## START INPUT RECORDS

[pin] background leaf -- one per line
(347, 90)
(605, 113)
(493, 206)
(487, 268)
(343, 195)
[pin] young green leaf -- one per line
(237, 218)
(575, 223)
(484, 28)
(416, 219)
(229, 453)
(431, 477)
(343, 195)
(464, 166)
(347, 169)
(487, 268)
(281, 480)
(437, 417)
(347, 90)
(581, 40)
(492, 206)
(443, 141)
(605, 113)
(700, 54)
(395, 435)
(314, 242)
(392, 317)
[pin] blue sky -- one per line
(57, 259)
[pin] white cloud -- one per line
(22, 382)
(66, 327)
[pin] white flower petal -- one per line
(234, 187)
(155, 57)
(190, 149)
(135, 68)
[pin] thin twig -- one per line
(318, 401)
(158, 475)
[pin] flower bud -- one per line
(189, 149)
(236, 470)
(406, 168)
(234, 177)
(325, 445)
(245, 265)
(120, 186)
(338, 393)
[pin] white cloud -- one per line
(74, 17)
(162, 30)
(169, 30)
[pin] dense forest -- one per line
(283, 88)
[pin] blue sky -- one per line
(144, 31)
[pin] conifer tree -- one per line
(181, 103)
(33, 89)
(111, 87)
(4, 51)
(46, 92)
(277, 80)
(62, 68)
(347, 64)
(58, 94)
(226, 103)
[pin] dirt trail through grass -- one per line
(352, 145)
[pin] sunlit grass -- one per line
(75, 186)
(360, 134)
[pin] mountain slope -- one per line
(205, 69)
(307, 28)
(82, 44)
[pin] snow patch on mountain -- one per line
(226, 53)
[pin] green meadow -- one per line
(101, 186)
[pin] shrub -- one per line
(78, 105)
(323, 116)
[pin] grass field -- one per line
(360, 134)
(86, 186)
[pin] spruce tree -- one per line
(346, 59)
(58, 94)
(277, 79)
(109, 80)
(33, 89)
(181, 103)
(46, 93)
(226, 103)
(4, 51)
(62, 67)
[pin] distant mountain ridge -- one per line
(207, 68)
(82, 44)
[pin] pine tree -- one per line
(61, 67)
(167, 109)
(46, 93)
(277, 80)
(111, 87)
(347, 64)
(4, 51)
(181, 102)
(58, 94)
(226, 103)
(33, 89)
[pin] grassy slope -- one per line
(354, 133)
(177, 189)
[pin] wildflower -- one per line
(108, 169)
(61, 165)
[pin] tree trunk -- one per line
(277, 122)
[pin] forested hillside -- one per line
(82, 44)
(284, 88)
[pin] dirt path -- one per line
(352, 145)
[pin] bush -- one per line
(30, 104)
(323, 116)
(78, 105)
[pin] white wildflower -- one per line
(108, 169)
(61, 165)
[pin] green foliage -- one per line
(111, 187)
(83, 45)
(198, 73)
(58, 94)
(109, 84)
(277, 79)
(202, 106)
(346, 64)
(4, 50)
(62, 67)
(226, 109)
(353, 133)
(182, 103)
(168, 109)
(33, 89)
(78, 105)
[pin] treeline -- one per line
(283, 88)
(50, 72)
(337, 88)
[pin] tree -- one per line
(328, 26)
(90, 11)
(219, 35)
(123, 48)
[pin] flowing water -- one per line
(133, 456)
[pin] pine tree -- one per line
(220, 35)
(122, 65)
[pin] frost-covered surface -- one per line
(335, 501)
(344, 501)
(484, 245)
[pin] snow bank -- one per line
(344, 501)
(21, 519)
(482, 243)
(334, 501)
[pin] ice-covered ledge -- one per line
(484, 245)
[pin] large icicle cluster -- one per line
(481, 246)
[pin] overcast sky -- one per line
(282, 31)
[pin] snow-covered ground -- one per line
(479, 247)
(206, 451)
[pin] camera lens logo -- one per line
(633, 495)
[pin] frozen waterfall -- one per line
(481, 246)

## END INPUT RECORDS

**REQUIRED TASK**
Return the listing above in its exact form.

**ANSWER TO THIS EXERCISE**
[pin] background leaf -- one per line
(347, 90)
(605, 113)
(493, 206)
(487, 268)
(343, 195)
[pin] young green leaf -- one per line
(237, 218)
(575, 223)
(484, 28)
(416, 219)
(229, 453)
(431, 477)
(343, 195)
(464, 166)
(347, 169)
(487, 268)
(281, 480)
(437, 417)
(347, 90)
(581, 40)
(492, 206)
(443, 141)
(605, 113)
(700, 54)
(395, 435)
(314, 242)
(392, 317)
[pin] blue sky -- one per line
(57, 259)
[pin] white cloud -- one per line
(22, 382)
(66, 327)
[pin] white flower petal -- one per line
(234, 187)
(155, 57)
(190, 149)
(135, 68)
[pin] thin twig -- one per line
(318, 401)
(158, 475)
[pin] flower bud -- one per line
(189, 149)
(236, 470)
(406, 168)
(234, 177)
(325, 445)
(245, 265)
(120, 186)
(338, 393)
[pin] white cloud -- one per line
(74, 17)
(162, 30)
(169, 30)
[pin] dense forest -- one per line
(283, 88)
[pin] blue sky -- one per line
(144, 31)
[pin] conifer tree -- one per line
(181, 103)
(33, 89)
(111, 87)
(4, 51)
(46, 92)
(277, 80)
(62, 68)
(347, 64)
(58, 94)
(226, 103)
[pin] dirt trail through grass -- one per line
(352, 145)
[pin] sunlit grass -- one per line
(75, 186)
(360, 134)
[pin] mountain slope -- one per line
(205, 69)
(307, 28)
(82, 44)
[pin] snow patch on mountain -- one per line
(226, 53)
[pin] green meadow -- one per line
(101, 186)
[pin] shrub -- one per line
(78, 105)
(323, 116)
[pin] grass field -- one per line
(360, 134)
(86, 186)
[pin] spruce tree -- one per line
(346, 59)
(58, 94)
(277, 79)
(109, 80)
(33, 89)
(181, 103)
(46, 93)
(226, 103)
(4, 51)
(62, 67)
[pin] distant mountain ridge -- one per line
(207, 68)
(82, 44)
[pin] pine tree -- one per line
(61, 67)
(167, 109)
(46, 93)
(277, 80)
(111, 87)
(347, 64)
(4, 51)
(181, 102)
(58, 94)
(226, 103)
(33, 89)
[pin] grassy slope -- one per line
(354, 133)
(177, 189)
[pin] wildflower -- one per line
(108, 169)
(61, 165)
[pin] tree trunk -- one per line
(277, 122)
[pin] forested hillside -- one per line
(82, 44)
(284, 88)
[pin] dirt path -- one per line
(352, 145)
[pin] bush -- one per line
(30, 104)
(323, 116)
(78, 105)
[pin] white wildflower -- one per line
(108, 169)
(61, 165)
[pin] green foliage -- one per line
(111, 187)
(83, 45)
(198, 73)
(58, 94)
(109, 84)
(277, 79)
(202, 106)
(346, 64)
(4, 50)
(62, 67)
(226, 109)
(353, 133)
(182, 103)
(168, 109)
(33, 89)
(78, 105)
[pin] treeline -- one per line
(283, 88)
(50, 72)
(337, 88)
[pin] tree -- one per line
(328, 26)
(90, 11)
(219, 35)
(123, 48)
[pin] flowing water -- one per line
(133, 456)
[pin] pine tree -- one per line
(220, 35)
(122, 65)
[pin] frost-covered surface -- one per line
(335, 501)
(344, 501)
(484, 245)
[pin] snow bank -- one per line
(344, 501)
(21, 519)
(482, 243)
(334, 501)
[pin] ice-covered ledge -- one per line
(484, 245)
[pin] large icicle cluster -- one per line
(481, 246)
[pin] overcast sky -- one per line
(282, 31)
[pin] snow-covered ground -- one per line
(479, 247)
(206, 451)
[pin] camera lens logo -- one per line
(633, 495)
[pin] frozen waterfall -- one per line
(481, 246)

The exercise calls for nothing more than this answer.